- _To be done_
Edit the data from the line with "Excuse me, could you locate the blurred pink" up to and including the line with "[1105,0,1344,237]", changing "blurred pink flower" to "out-of-focus pink flower" and keeping everything else the same. Return only those lines.

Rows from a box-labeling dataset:

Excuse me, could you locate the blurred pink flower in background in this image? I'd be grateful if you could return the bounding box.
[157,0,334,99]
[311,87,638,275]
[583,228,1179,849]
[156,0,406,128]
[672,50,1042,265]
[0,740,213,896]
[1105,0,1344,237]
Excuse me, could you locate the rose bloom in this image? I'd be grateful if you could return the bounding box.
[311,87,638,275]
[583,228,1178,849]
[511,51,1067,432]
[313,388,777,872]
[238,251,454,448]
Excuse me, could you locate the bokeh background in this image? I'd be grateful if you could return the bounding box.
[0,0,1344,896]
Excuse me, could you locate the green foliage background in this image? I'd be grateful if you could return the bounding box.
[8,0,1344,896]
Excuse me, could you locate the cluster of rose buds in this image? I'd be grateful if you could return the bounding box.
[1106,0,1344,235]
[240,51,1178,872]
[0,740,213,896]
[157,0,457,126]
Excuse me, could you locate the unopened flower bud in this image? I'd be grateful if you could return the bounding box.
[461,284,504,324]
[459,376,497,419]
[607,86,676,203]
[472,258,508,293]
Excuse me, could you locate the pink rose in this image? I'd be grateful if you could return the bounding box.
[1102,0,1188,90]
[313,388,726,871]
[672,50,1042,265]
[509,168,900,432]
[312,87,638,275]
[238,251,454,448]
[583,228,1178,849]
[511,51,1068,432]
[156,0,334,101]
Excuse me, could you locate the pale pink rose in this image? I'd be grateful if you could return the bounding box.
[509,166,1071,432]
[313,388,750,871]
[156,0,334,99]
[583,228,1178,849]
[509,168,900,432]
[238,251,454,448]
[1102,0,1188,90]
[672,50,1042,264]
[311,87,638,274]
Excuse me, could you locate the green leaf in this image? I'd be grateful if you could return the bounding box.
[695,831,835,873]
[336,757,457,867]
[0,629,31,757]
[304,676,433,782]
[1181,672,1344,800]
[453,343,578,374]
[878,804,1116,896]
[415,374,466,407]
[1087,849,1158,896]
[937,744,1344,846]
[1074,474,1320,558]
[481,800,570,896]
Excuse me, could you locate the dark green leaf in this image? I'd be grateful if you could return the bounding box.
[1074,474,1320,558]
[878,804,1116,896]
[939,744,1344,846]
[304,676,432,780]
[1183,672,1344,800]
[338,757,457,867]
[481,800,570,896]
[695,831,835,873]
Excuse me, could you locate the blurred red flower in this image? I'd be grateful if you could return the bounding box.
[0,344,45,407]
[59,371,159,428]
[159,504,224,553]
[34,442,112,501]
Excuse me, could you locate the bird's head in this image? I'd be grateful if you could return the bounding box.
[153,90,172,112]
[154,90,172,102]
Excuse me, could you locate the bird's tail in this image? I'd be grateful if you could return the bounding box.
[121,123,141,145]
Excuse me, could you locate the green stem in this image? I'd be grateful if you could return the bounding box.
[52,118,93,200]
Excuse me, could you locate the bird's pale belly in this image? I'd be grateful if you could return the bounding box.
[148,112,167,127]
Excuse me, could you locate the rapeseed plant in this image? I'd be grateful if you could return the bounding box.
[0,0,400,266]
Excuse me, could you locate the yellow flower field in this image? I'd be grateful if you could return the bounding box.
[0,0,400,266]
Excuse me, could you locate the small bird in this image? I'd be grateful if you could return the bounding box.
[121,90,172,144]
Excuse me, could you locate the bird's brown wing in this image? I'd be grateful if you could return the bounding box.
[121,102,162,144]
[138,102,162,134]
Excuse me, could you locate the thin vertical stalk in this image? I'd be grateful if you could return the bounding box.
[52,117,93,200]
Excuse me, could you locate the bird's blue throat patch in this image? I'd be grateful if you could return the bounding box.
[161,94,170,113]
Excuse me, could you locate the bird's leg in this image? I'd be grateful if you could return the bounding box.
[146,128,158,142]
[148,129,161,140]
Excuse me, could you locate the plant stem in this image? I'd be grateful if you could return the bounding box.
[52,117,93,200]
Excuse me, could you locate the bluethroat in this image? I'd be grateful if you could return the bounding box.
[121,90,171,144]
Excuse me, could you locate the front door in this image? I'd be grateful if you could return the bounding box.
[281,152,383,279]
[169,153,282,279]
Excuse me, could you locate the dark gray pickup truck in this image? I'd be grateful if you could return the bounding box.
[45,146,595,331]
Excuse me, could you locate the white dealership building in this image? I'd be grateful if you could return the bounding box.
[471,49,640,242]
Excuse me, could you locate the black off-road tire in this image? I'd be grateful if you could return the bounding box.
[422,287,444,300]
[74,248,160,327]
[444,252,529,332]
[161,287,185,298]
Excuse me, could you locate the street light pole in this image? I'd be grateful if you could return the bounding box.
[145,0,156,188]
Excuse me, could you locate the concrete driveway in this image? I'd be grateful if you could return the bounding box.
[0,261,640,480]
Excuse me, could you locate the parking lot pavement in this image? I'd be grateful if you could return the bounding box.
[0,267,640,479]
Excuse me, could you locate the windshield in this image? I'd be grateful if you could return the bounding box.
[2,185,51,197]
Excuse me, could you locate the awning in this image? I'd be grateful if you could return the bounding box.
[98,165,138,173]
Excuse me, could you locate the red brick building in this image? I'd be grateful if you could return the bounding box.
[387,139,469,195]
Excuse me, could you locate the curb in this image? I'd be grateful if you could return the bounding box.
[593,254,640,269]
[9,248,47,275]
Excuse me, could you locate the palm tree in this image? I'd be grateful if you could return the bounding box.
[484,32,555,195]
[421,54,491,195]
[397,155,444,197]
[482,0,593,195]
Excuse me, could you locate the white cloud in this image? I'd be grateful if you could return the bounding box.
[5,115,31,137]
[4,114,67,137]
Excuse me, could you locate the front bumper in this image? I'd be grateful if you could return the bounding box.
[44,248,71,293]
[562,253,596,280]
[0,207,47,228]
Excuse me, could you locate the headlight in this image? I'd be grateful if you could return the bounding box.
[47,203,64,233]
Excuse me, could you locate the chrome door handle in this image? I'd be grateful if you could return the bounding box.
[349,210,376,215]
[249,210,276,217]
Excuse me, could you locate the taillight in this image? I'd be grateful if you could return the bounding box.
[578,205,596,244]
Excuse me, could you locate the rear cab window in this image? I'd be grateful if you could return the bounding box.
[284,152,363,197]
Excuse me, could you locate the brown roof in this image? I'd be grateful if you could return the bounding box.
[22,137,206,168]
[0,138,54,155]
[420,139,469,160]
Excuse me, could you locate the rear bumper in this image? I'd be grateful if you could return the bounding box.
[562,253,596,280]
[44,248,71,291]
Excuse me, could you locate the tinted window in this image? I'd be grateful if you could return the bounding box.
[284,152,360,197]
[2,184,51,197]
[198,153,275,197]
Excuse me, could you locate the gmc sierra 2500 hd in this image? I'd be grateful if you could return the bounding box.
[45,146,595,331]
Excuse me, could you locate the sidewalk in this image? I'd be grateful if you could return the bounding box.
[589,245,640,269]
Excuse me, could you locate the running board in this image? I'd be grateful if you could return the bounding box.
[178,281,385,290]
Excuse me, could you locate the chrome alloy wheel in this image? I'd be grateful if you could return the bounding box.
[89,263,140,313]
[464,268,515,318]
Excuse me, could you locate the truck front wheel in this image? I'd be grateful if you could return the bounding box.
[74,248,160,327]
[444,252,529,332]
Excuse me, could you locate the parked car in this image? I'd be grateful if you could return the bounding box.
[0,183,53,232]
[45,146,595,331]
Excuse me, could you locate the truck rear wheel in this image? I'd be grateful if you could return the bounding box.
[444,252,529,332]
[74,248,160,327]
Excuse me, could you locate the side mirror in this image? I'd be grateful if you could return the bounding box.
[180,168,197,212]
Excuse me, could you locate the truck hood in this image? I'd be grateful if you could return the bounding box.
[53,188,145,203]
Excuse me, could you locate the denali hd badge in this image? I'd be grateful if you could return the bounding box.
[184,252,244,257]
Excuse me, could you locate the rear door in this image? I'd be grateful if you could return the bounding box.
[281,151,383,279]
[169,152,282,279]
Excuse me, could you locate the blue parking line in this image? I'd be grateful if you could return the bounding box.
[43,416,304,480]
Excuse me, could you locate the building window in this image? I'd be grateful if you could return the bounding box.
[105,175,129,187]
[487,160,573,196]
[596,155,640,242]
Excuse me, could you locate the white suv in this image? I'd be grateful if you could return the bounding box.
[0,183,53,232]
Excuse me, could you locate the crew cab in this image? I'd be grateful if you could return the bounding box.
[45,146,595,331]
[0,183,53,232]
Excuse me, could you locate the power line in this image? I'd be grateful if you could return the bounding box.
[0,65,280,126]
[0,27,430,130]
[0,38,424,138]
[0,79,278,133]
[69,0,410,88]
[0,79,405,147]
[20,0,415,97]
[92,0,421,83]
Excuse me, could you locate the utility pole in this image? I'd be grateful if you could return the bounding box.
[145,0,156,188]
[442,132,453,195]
---
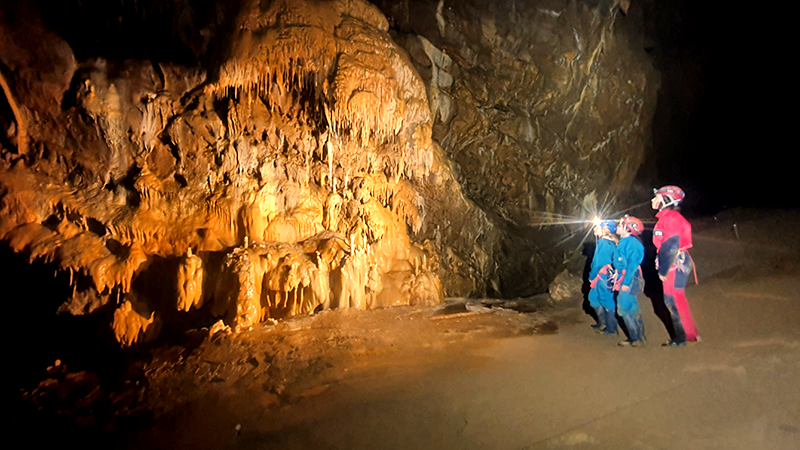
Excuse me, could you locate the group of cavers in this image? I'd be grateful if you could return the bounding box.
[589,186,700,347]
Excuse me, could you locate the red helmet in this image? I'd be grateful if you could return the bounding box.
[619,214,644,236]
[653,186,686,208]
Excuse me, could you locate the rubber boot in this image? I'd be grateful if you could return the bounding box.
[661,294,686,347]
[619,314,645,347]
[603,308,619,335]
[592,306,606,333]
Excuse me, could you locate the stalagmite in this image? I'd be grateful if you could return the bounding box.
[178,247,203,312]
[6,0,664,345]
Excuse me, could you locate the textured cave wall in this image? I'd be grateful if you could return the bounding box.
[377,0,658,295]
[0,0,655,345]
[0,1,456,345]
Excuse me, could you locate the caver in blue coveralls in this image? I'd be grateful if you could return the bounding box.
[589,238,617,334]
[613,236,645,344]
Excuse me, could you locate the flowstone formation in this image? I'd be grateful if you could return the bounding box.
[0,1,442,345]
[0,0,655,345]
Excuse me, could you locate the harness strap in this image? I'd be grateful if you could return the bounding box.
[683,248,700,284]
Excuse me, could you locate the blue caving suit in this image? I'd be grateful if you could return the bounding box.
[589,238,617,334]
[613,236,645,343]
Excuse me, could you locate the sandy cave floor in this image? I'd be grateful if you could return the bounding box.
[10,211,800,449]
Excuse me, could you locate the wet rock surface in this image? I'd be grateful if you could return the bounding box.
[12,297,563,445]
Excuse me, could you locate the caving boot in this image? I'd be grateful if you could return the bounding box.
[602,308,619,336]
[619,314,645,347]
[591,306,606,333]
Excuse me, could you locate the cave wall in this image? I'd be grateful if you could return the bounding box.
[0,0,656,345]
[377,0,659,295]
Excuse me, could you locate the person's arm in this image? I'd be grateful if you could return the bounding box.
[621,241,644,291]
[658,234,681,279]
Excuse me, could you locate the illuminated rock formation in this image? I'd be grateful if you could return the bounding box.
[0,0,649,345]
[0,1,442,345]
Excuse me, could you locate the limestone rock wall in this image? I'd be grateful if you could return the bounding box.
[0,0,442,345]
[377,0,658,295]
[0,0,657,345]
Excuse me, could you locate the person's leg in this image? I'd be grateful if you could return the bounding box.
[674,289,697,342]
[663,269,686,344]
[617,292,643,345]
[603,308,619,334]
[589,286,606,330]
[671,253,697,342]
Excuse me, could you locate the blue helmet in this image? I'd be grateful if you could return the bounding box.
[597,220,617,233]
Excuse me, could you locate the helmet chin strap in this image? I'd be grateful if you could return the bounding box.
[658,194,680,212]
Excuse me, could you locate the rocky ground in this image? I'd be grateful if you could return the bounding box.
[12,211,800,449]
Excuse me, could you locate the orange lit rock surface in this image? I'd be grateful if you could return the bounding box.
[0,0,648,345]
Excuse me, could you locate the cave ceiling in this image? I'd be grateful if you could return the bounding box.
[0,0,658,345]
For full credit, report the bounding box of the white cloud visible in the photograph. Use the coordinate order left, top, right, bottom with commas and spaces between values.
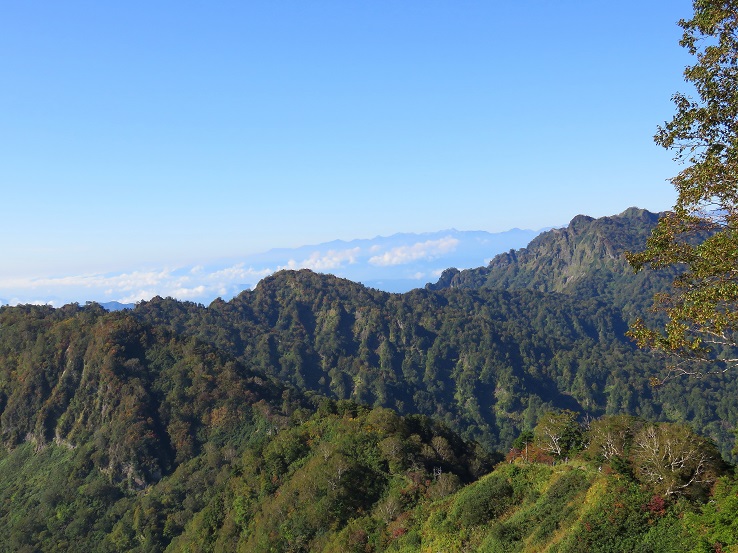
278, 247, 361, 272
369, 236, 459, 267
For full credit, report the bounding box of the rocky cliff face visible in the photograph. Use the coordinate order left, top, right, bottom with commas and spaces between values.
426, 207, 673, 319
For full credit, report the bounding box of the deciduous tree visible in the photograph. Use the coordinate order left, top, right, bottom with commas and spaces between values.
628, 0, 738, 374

- _Final result_
Excuse me, could you locate the out-of-focus pink flower in background in this image? I'd be grateful if you could return the bounding box.
[157,0,334,99]
[311,87,638,275]
[583,228,1179,849]
[156,0,406,128]
[672,50,1042,265]
[0,740,213,896]
[1105,0,1344,237]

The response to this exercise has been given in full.